__What is asked__. Please reproduce the rows word for word, starting at the very beginning of the rows and ending at the line that contains "<point>90,277</point>", with that line included.

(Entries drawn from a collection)
■ ■ ■

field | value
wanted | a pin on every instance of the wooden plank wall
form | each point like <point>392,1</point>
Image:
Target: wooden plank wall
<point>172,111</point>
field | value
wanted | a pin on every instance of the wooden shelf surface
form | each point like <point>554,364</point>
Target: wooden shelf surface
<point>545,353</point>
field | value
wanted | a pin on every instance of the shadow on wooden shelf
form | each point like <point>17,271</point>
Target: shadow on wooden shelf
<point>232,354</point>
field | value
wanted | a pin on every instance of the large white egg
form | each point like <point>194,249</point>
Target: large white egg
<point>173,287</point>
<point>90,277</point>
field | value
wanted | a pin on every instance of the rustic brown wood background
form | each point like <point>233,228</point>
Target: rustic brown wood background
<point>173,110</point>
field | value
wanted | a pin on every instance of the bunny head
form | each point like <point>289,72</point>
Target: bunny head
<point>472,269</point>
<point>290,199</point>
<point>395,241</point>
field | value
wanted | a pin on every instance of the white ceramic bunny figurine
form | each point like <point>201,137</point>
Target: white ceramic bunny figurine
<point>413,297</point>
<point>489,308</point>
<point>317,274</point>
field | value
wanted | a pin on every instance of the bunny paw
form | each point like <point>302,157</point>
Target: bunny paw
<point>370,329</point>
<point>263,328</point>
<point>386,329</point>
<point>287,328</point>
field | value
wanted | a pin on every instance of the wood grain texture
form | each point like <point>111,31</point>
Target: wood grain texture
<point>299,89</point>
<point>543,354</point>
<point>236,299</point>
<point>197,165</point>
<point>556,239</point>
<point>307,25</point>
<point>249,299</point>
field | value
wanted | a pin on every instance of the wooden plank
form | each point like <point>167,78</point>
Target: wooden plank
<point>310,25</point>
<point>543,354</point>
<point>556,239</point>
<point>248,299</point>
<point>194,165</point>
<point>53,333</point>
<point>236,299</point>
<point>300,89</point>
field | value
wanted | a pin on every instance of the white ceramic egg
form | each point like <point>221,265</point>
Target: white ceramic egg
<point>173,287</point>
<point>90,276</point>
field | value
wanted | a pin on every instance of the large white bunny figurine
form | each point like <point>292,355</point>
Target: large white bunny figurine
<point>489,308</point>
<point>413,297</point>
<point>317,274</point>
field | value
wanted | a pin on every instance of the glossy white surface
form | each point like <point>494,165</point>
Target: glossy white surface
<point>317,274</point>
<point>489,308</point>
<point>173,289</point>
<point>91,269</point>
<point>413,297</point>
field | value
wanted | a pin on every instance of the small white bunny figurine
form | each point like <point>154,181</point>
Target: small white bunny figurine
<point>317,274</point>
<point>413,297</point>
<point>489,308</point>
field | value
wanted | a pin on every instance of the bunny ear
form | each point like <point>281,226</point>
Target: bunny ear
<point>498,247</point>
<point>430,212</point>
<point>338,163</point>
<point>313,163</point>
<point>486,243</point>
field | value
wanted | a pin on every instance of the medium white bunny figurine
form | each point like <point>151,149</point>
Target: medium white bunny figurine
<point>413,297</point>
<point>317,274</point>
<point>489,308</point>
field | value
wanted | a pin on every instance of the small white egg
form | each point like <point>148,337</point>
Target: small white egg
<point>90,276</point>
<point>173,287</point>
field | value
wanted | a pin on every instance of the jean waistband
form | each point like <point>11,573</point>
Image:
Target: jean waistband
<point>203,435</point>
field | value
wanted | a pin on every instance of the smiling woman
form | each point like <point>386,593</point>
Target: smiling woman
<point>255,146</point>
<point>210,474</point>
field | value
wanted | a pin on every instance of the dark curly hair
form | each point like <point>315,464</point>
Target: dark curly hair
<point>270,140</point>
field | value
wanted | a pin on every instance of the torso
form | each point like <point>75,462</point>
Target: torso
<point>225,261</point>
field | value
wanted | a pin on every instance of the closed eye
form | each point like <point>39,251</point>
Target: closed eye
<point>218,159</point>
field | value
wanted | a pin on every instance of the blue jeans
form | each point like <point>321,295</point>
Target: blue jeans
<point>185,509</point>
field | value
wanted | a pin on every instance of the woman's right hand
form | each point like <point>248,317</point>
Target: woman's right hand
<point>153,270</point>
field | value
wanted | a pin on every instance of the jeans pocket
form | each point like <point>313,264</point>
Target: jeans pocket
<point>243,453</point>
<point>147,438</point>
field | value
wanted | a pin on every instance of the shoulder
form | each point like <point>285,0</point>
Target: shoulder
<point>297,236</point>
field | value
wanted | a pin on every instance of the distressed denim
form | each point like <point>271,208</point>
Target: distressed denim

■ ■ ■

__Response to the exercise__.
field | value
wanted | a pin on every instance of the wooden plank wall
form | each point like <point>392,1</point>
Image:
Target: wooden plank wall
<point>172,111</point>
field | value
wanted | a pin on every instance of the wooden shelf surface
form | each point like <point>554,364</point>
Target: wooden shelf surface
<point>545,353</point>
field | value
wanted | a pin on every instance of the shadow on wooden shelf
form | each point like <point>17,271</point>
Target: shadow on wooden shelf
<point>232,354</point>
field | value
wanted | a pin on every instance of the large white egg
form | each point like <point>194,249</point>
Target: large white egg
<point>173,287</point>
<point>90,277</point>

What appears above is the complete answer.